Requirements: Please set out every line of the listing below as a numbered list, leaving out any blank lines.

Listing:
»»

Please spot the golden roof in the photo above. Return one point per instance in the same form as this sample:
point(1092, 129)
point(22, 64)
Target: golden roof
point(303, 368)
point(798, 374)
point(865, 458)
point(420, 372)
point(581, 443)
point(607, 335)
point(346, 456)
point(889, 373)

««

Result of the exercise:
1. Please spot the golden roof in the photo above. Return one point per instance in the same form as this sample:
2. point(1092, 129)
3. point(22, 64)
4. Target: golden roof
5. point(303, 368)
6. point(798, 374)
7. point(865, 458)
8. point(420, 372)
9. point(581, 443)
10. point(607, 335)
11. point(346, 456)
12. point(889, 373)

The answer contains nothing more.